** BEGIN DATA ROWS **

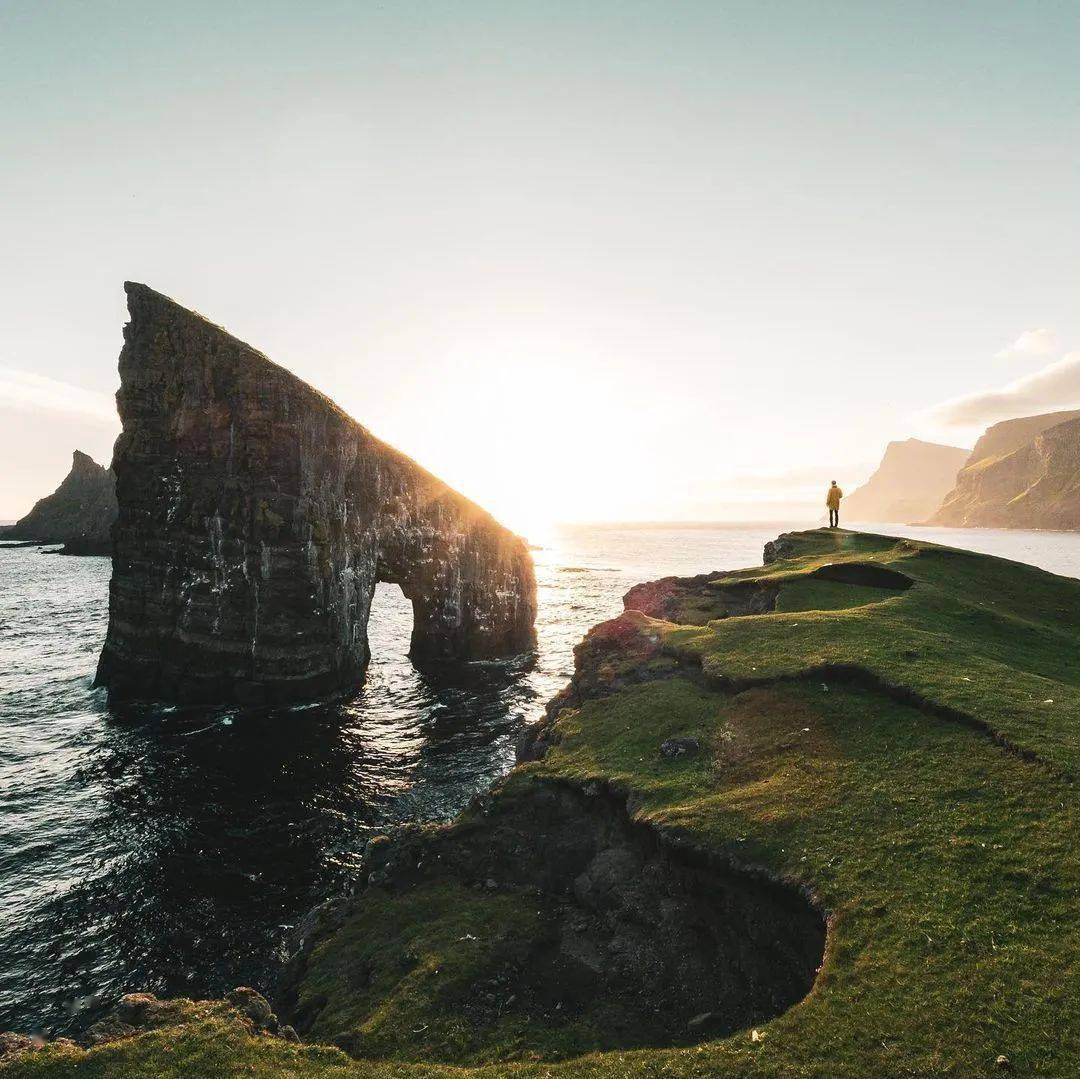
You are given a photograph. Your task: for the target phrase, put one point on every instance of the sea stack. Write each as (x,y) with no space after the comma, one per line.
(255,518)
(78,514)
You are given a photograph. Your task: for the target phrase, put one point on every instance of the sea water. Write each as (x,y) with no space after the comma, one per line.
(171,849)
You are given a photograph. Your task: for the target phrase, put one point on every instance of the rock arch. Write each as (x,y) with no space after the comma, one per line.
(255,520)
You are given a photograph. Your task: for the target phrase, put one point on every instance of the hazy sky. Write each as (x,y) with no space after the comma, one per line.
(583,260)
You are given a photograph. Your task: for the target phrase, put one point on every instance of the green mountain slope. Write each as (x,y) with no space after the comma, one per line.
(876,736)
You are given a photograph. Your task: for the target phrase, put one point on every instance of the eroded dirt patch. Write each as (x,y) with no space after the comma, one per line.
(636,940)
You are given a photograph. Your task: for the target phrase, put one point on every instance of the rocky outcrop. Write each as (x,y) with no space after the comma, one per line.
(1002,439)
(909,483)
(80,513)
(1036,485)
(256,518)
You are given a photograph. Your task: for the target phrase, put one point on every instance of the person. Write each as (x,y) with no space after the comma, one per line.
(833,501)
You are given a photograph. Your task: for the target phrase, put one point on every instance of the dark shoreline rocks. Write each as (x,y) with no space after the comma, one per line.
(256,518)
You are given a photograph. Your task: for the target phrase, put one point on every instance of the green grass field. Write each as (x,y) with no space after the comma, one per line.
(905,755)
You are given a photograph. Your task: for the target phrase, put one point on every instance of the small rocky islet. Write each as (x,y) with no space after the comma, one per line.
(811,818)
(863,864)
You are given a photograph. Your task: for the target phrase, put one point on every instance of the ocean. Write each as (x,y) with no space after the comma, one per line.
(171,849)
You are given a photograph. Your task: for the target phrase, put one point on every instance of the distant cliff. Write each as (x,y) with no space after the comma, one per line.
(256,518)
(1002,439)
(78,514)
(1016,482)
(909,483)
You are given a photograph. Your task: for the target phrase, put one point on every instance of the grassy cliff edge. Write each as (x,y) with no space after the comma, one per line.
(873,737)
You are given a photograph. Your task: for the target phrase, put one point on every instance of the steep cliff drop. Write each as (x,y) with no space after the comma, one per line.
(78,514)
(256,518)
(1022,474)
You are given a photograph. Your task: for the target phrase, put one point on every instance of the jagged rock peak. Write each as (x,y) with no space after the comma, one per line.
(256,517)
(78,514)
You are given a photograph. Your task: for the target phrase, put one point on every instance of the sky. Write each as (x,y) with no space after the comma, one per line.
(616,260)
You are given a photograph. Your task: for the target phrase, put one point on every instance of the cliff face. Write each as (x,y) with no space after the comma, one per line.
(1002,439)
(909,483)
(1035,486)
(256,518)
(80,512)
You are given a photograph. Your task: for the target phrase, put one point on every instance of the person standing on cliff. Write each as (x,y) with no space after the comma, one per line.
(833,501)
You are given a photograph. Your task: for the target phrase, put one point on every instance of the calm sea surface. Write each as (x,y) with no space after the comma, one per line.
(171,849)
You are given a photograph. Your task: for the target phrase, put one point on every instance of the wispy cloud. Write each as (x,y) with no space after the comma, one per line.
(1054,387)
(1031,342)
(25,391)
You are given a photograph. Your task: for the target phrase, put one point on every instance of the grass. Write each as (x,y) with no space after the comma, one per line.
(908,757)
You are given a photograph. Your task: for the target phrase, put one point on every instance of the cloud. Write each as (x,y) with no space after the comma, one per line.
(1054,387)
(1031,342)
(24,391)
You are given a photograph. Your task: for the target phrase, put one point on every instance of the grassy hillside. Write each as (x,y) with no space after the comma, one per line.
(891,741)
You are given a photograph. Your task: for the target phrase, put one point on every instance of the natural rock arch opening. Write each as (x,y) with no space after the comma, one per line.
(255,518)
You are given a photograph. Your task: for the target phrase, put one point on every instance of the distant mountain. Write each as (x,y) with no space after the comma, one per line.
(78,514)
(1022,474)
(908,485)
(1003,437)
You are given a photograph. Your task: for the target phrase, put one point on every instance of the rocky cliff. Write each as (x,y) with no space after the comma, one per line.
(78,514)
(256,518)
(909,483)
(1002,439)
(1034,486)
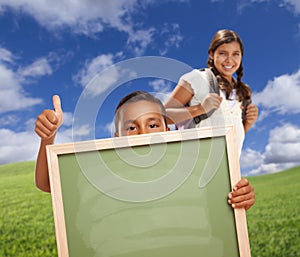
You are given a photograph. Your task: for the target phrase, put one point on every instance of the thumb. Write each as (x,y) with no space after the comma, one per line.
(56,104)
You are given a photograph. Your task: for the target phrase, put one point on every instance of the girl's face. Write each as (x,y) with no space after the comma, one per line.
(227,59)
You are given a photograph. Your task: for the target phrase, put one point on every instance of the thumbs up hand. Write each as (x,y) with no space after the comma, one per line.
(49,121)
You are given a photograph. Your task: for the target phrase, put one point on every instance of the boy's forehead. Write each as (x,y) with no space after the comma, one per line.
(137,109)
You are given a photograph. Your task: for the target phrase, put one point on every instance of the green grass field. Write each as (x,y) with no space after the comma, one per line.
(27,228)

** END DATA ROWS **

▸ THE TASK
Generate a word-for-word copy of the preceding records, excluding all pictures.

▸ THE SOLUTION
You are given a photograph. Your task: for the target phrase, put one point on every instance of the sea stack. Write each as (x,y) with no space after the comma, one per line.
(255,518)
(78,514)
You are given a photograph. Your task: for the target phrase, put one point on every instance of the sea water. Write each as (x,y) with no space after the comma, one per line.
(171,849)
You are given a photograph. Your task: for the target phrase, put one point on every instance of the rock arch. Write each as (x,y) with no space after the comma, one per line.
(255,520)
You are given a photograph. Your task: for the target phrase, put one point on every instance of the hazy sky. Write each as (x,y) with no space after the comma, one per line.
(583,260)
You are given a photograph. Your task: for the target phrase, put one point on every instance of the green mountain slope. Write each as (x,y) with no space after the comma, one per line.
(876,736)
You are given a photograph. Your task: for the target phrase, put one point on every instance of the eroded dirt patch. Write each as (x,y) with no space after the comma, one per line.
(636,940)
You are given a photograph. Your task: for the target phrase, put one point on every instance of the rocky outcrop. Write each as (x,y) with no space after the comma, one per line.
(1002,439)
(909,483)
(80,513)
(1036,485)
(256,518)
You are given a photograph. Your task: for the target phrase, put one point on every instance of the person. Write each as (x,y) with no space after the comma, one per line.
(833,501)
You are given a photograph. Your task: for the target phrase, put one point on every instance of the dark shoreline rocks. Write each as (x,y) with no space after the comma, one per line.
(256,518)
You are given a photograph. Your task: for the target phrase, put one point on every instance of the green grass field. Write each as (x,y) with no space after the comma, one per line.
(905,755)
You are given a photograph. Your task: for the target phrase, put one point on every instance of the small rocky islet. Write each as (x,y) with no space after the comma, one per line.
(811,818)
(863,864)
You are given a photograph. Your task: for the target phrase, put one point on every instance of the ocean. Write each as (x,y) with no space after the comma, one per line.
(171,849)
You are given a photograph. Your task: for the target phrase, put one point on every instance of the distant cliff. Write each as (x,y) with no space after the comma, one per line.
(256,518)
(1002,439)
(78,514)
(1016,482)
(909,483)
You are given a photograph. Your task: for the target phrase, put one point on every instance of the grassy cliff edge. Write each as (x,y) with no space after the comma, one per line.
(873,737)
You are given a photograph. Your task: for the target phrase, put one point on every instance of the steep cliff drop. Write each as (x,y) with no space after the comma, one per line.
(78,514)
(256,518)
(1022,474)
You are given a photograph. Your task: for the target phrase, put one point on every instance of the jagged rock peak. Write each as (x,y) with no space after the comma, one per line.
(256,517)
(78,514)
You are given a photograph. Your task: for the target phrase, put one point on every instance of the sky. Write each as (x,y) with no space after the comma, one per line.
(616,260)
You are given a photograph. Your task: for the target phrase, put one point on every instance of the cliff face. Write each as (x,y) with no space after the comma, one per line.
(1002,439)
(909,483)
(1035,486)
(256,518)
(80,512)
You are given a photograph. Your task: for the target phrase, put one point on every instance of the person standing on cliff. Write each as (x,y) with no space after the comma, one per line.
(833,501)
You are given a photograph. Your task: for the target phrase, put one point on every instance of the calm sea surface. Write each as (x,y) with no space after the comma, one per line.
(171,849)
You are given a photograph. Your task: for the target phrase, put one point on every instance of the wispy cloud. Write each as (x,y) with no space after the comma, one per line.
(1054,387)
(1031,342)
(25,391)
You are given a photograph. Your task: for the target phrase, put one point on every instance of the grass. Write each as (x,y) with no space after the comma, one per line.
(908,757)
You are given a photograph. Your task: for the target phrase, put one point on every instance of the cloud. Write each as (x,y) with no space after the comma, one per line.
(1054,387)
(1031,342)
(24,391)
You are given a photograph. Your task: for the target phrase, put one point on every instance of the grassy hillside. Write each as (x,y) with no space after the comma, one per line.
(891,741)
You are given a photograph. Your task: for the target phrase, put one point on every instance of the natural rock arch opening. Write each as (x,y) with no space after the comma, one per line.
(255,518)
You are given a photograph. Your task: for the target phrase, put one point on every instance of the distant mountain. Write each as (x,y) with no space after the comma, one per line.
(78,514)
(1022,474)
(908,485)
(1003,437)
You are given a photograph. Your task: for the target phrase, put one point on every instance of the rocky cliff. Write each as (x,y) with no space after the comma, one per line.
(78,514)
(256,518)
(909,483)
(1002,439)
(1034,486)
You are given a photograph. Your task: for the target phrase, put one point on every instance of the thumb. Write each as (x,y) with no space after the comma, one per line.
(56,104)
You are given a photograph. Your task: for the target phrase, put one point on every instance of the girl's face. Write each as (x,y) with no space after the comma, one per line.
(227,59)
You are given a photograph. Your task: for the target phrase, put one point on every instance of the thumbs up hand. Write each as (x,y) with no space after the comma, one per line.
(49,121)
You are given a photograph. Your task: for the target phrase, put one point on every instance of the boy's forehead. Write each as (x,y) with no space after the comma, one per line.
(137,109)
You are given a photograph. Your task: for the target phrase, put one point on every instance of the green grass field. Write each as (x,y) with no space after the comma, one per line.
(27,228)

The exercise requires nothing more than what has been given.